> _DOCUMENT_:

>>>

India hands 44,000 MT of urea to crisis-hit Sri Lanka

Indian High Commissioner to Sri Lanka Gopal Baglay met Agriculture Minister Mahinda Amaraweera to inform him about the arrival of the shipment

July 10, 2022 01:32 pm | Updated July 11, 2022 03:28 pm IST - Colombo:

Protesters stand on a vandalised police water canon truck and shout slogans at the entrance to president's official residence in Colombo, Sri Lanka, Saturday, July 9, 2022. AP/PTI(AP07_10_2022_000032A)

Protesters stand on a vandalised police water canon truck and shout slogans at the entrance to president's official residence in Colombo, Sri Lanka, Saturday, July 9, 2022. AP/PTI(AP07_10_2022_000032A) | Photo Credit: ERANGA JAYAWARDENA

India on Sunday handed more than 44,000 metric tonnes of urea under a credit line extended to crisis-ridden Sri Lanka, as part of New Delhi’s ongoing efforts to support the island nation’s farmers and help bolster bilateral cooperation for food security, the Indian High Commission in Colombo said.

Indian High Commissioner to Sri Lanka Gopal Baglay met Agriculture Minister Mahinda Amaraweera to inform him about the arrival of more than 44,000 metric tonnes of urea.

Also read | Sri Lankan President Gotabaya Rajapaksa’s whereabouts still unknown

“High Commissioner met the Honourable Agriculture Minister and informed him about the arrival of more than 44,000 MT of urea supplied under a credit line extended by India to Sri Lanka,” the Indian High Commission said in a tweet.

"High Commissioner stressed that this latest assistance by #India symbolises its continued commitment to support the people of Sri Lanka, including #lka's farmers, and bolster the efforts for food security of the country's citizens," it added.

<<<

> _STORED DATA_:
>>>

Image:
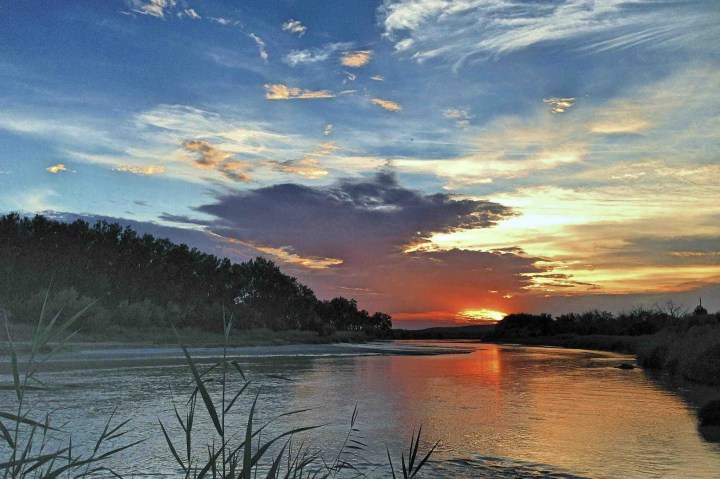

<<<

> _OBJECTIVE A_: Please rewrite the article on India's urea shipment to Sri Lanka between "India on Sunday" and "tonnes of urea.", inclusive, swapping "urea" for "fertilizer".
> _OBJECTIVE B_: According to the article on India's urea shipment to Sri Lanka, whom did High Commissioner Gopal Baglay meet about the shipment's arrival?
> _OBJECTIVE C_: Pick up the article on India's urea shipment to Sri Lanka where it stops and keep writing.

> _EXPECTED OUTPUT A_:
India on Sunday handed more than 44,000 metric tonnes of fertilizer under a credit line extended to crisis-ridden Sri Lanka, as part of New Delhi’s ongoing efforts to support the island nation’s farmers and help bolster bilateral cooperation for food security, the Indian High Commission in Colombo said.

Indian High Commissioner to Sri Lanka Gopal Baglay met Agriculture Minister Mahinda Amaraweera to inform him about the arrival of more than 44,000 metric tonnes of fertilizer.

> _EXPECTED OUTPUT B_: Agriculture Minister Mahinda Amaraweera.

> _EXPECTED OUTPUT C_:
Last month, Mr. Amaraweera had met Mr. Baglay and sought India's help for food security and environmental protection in the island nation, as it faces the worst economic crisis in its post-independence history.

Avoiding disruptions to Yala cultivation

In May, India assured Sri Lanka to immediately supply 65,000 metric tonnes of urea to avoid any disruption to the current Yala cultivation season in Sri Lanka.

Yala is the season of paddy cultivation in Sri Lanka that lasts between May and August.

President Gotabaya Rajapaksa's decision last year to ban chemical fertiliser imports in order to turn into a green economy has caused a food shortage with crop losses amounting to 50%.

Mr. Rajapaksa had admitted his decision to ban chemical fertilisers to go 100% organic was wrong.

Also read: Who is Gotabaya Rajapaksa?

Agriculturists have warned that the country may encounter a food shortage by mid-August in the ongoing economic crisis.

‘Neighbourhood first’

India has committed more than $3 billion to debt-ridden Sri Lanka in loans, credit lines and credit swaps since January this year. Sri Lanka's annual fertiliser imports cost USD 400 million.

"It may be recalled that in line with its 'Neighbourhood First' policy and as an earnest friend and partner of Sri Lanka, India has extended multi-pronged assistance to the people of Sri Lanka in the last few months," the Indian High Commission said.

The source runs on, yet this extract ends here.